→ Written request
Can you quote each of the following items word for word?

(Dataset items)
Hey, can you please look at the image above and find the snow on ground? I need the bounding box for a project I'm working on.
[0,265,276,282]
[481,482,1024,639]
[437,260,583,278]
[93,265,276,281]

→ Written response
Hey, can you please look at the image above and find the snow on ground? I need the bounding box for a project I'm working on.
[0,265,276,282]
[481,482,1024,639]
[437,260,583,278]
[93,265,276,281]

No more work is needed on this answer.